### PASSAGE PROVIDED
Re: [PACTH v2 0/3] Implement /proc/<pid>/totmaps

From: Sonny Rao
Date: Mon Aug 22 2016 - 18:45:21 EST


On Mon, Aug 22, 2016 at 12:54 AM, Michal Hocko <mhocko@xxxxxxxxxx> wrote:
> On Fri 19-08-16 10:57:48, Sonny Rao wrote:
>> On Fri, Aug 19, 2016 at 12:59 AM, Michal Hocko <mhocko@xxxxxxxxxx> wrote:
>> > On Thu 18-08-16 23:43:39, Sonny Rao wrote:
>> >> On Thu, Aug 18, 2016 at 11:01 AM, Michal Hocko <mhocko@xxxxxxxxxx> wrote:
>> >> > On Thu 18-08-16 10:47:57, Sonny Rao wrote:
>> >> >> On Thu, Aug 18, 2016 at 12:44 AM, Michal Hocko <mhocko@xxxxxxxxxx> wrote:
>> >> >> > On Wed 17-08-16 11:57:56, Sonny Rao wrote:
>> >> > [...]
>> >> >> >> 2) User space OOM handling -- we'd rather do a more graceful shutdown
>> >> >> >> than let the kernel's OOM killer activate and need to gather this
>> >> >> >> information and we'd like to be able to get this information to make
>> >> >> >> the decision much faster than 400ms
>> >> >> >
>> >> >> > Global OOM handling in userspace is really dubious if you ask me. I
>> >> >> > understand you want something better than SIGKILL and in fact this is
>> >> >> > already possible with memory cgroup controller (btw. memcg will give
>> >> >> > you a cheap access to rss, amount of shared, swapped out memory as
>> >> >> > well). Anyway if you are getting close to the OOM your system will most
>> >> >> > probably be really busy and chances are that also reading your new file
>> >> >> > will take much more time. I am also not quite sure how is pss useful for
>> >> >> > oom decisions.
>> >> >>
>> >> >> I mentioned it before, but based on experience RSS just isn't good
>> >> >> enough -- there's too much sharing going on in our use case to make
>> >> >> the correct decision based on RSS. If RSS were good enough, simply
>> >> >> put, this patch wouldn't exist.
>> >> >
>> >> > But that doesn't answer my question, I am afraid. So how exactly do you
>> >> > use pss for oom decisions?
>> >>
>> >> We use PSS to calculate the memory used by a process among all the
>> >> processes in the system, in the case of Chrome this tells us how much
>> >> each renderer process (which is roughly tied to a particular "tab" in
>> >> Chrome) is using and how much it has swapped out, so we know what the
>> >> worst offenders are -- I'm not sure what's unclear about that?
>> >
>> > So let me ask more specifically. How can you make any decision based on
>> > the pss when you do not know _what_ is the shared resource. In other
>> > words if you select a task to terminate based on the pss then you have to
>> > kill others who share the same resource otherwise you do not release
>> > that shared resource. Not to mention that such a shared resource might
>> > be on tmpfs/shmem and it won't get released even after all processes
>> > which map it are gone.
>>
>> Ok I see why you're confused now, sorry.

### SHORT PROBLEM 1
Answer these questions about the mailing-list thread on /proc/<pid>/totmaps:
(a) How long does it currently take to gather the information, if the decision is to be made much faster?
(b) Besides rss, what does Michal Hocko say the memory cgroup controller gives cheap access to?
(c) What is each Chrome renderer process roughly tied to?
The entries that follow have no connection to the mailing-list thread above.

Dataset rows
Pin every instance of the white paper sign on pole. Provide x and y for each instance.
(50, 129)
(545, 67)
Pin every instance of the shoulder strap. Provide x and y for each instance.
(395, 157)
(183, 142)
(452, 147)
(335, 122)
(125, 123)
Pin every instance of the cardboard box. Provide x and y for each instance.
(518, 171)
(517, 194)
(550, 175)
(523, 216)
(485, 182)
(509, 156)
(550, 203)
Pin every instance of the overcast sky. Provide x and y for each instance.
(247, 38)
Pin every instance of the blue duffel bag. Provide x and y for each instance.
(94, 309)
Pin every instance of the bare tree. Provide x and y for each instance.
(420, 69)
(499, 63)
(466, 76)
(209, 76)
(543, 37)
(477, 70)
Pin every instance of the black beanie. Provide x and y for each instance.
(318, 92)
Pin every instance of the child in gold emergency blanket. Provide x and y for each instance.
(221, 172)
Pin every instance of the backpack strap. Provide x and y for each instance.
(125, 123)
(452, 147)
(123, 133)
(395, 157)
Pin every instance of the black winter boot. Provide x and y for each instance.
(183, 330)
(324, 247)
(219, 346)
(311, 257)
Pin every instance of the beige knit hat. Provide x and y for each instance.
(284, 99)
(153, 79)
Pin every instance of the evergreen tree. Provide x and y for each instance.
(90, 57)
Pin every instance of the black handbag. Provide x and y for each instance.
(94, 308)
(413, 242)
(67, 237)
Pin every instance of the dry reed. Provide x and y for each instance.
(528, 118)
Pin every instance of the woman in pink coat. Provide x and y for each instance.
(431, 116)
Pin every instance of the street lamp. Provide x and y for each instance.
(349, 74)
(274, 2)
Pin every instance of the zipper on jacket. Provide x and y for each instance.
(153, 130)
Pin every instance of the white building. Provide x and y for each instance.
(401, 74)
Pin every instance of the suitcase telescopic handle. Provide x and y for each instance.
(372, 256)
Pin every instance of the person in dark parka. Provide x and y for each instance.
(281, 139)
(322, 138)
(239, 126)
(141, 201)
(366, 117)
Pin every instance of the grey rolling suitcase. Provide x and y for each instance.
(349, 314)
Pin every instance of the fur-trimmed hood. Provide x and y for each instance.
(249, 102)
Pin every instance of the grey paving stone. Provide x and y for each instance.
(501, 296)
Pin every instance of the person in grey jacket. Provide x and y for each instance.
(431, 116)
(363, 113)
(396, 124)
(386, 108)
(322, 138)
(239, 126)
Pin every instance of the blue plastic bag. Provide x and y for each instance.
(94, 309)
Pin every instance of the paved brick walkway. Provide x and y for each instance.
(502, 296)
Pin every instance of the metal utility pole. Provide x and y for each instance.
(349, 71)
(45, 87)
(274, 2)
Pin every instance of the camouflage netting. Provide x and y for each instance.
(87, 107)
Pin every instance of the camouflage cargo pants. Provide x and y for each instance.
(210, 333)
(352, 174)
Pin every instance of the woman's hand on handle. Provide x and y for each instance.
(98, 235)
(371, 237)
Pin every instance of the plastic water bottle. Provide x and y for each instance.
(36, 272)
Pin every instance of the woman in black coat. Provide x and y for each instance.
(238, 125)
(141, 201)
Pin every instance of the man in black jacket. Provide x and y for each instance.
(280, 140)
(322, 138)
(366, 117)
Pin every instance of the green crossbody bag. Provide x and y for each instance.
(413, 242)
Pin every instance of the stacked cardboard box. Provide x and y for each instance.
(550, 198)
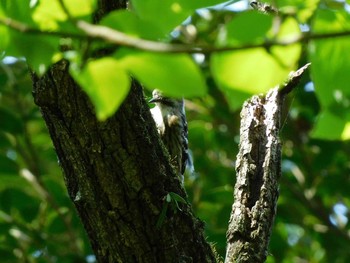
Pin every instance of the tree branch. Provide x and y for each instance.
(103, 33)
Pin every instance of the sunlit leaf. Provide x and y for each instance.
(38, 50)
(330, 127)
(330, 57)
(48, 13)
(10, 122)
(8, 166)
(128, 22)
(106, 83)
(248, 27)
(80, 7)
(171, 13)
(175, 74)
(259, 69)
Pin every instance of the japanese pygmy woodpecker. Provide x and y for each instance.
(169, 116)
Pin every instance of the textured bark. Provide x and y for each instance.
(258, 168)
(117, 175)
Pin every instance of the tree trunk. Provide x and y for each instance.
(258, 168)
(256, 190)
(117, 174)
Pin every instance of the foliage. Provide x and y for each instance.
(216, 58)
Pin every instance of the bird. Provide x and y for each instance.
(170, 119)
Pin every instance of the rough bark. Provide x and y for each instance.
(257, 173)
(117, 175)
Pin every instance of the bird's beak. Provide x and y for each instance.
(153, 100)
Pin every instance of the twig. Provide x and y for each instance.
(119, 38)
(292, 81)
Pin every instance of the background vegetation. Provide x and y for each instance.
(37, 220)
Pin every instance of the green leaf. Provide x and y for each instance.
(176, 75)
(79, 8)
(330, 57)
(330, 72)
(128, 22)
(171, 13)
(331, 127)
(303, 9)
(4, 35)
(248, 27)
(176, 197)
(48, 13)
(10, 122)
(257, 70)
(38, 50)
(8, 166)
(106, 83)
(18, 10)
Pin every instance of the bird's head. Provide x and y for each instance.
(160, 100)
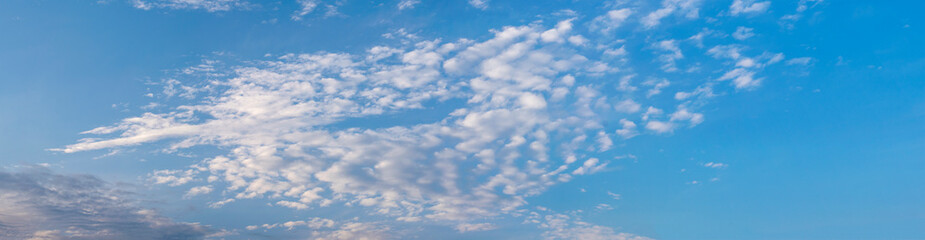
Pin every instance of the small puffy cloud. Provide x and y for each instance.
(627, 106)
(475, 227)
(689, 8)
(198, 191)
(800, 61)
(407, 4)
(660, 126)
(480, 4)
(628, 129)
(748, 7)
(743, 33)
(741, 78)
(670, 54)
(614, 195)
(684, 115)
(208, 5)
(613, 19)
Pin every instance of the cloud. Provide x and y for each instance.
(613, 19)
(671, 53)
(474, 227)
(560, 226)
(739, 7)
(715, 165)
(208, 5)
(39, 204)
(689, 8)
(407, 4)
(480, 4)
(305, 7)
(483, 124)
(743, 33)
(800, 61)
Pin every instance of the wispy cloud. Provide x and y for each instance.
(39, 204)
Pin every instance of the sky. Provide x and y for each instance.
(462, 119)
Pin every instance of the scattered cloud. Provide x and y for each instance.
(480, 4)
(688, 8)
(751, 7)
(407, 4)
(207, 5)
(743, 33)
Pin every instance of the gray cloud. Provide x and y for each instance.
(38, 204)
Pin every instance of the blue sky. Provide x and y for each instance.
(305, 119)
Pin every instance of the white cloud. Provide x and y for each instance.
(748, 7)
(627, 106)
(715, 165)
(198, 191)
(208, 5)
(475, 227)
(559, 226)
(302, 130)
(407, 4)
(689, 8)
(800, 61)
(628, 130)
(39, 204)
(743, 33)
(741, 78)
(671, 53)
(684, 115)
(315, 223)
(660, 127)
(613, 19)
(657, 85)
(480, 4)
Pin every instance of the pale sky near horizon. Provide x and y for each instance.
(462, 119)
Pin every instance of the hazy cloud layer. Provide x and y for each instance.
(39, 204)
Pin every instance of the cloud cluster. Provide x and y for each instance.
(38, 204)
(482, 124)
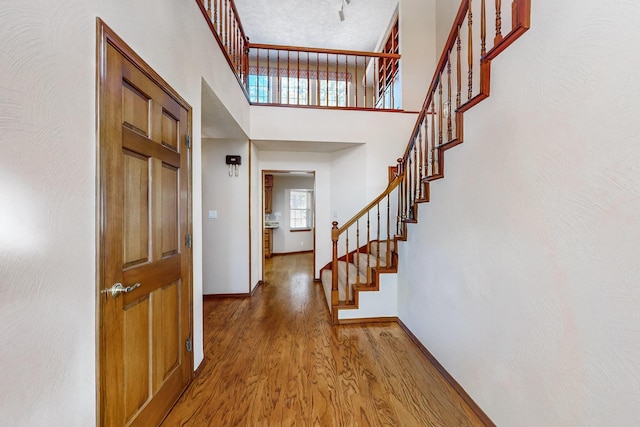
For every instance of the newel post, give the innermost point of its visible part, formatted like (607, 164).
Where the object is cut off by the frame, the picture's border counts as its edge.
(334, 265)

### SHORT PROBLEM 2
Extract every line from the entries that contains the string "blue".

### FINISHED ANSWER 1
(a) 400ms.
(b) The amount of shared and swapped-out memory.
(c) A particular "tab" in Chrome.

### FINISHED ANSWER 2
Pin every instance of the blue duffel bag. Provide x and y for each instance.
Pin every instance of the blue plastic bag. Provide x and y for each instance.
Pin every instance of the blue sky. Provide x and y for each instance.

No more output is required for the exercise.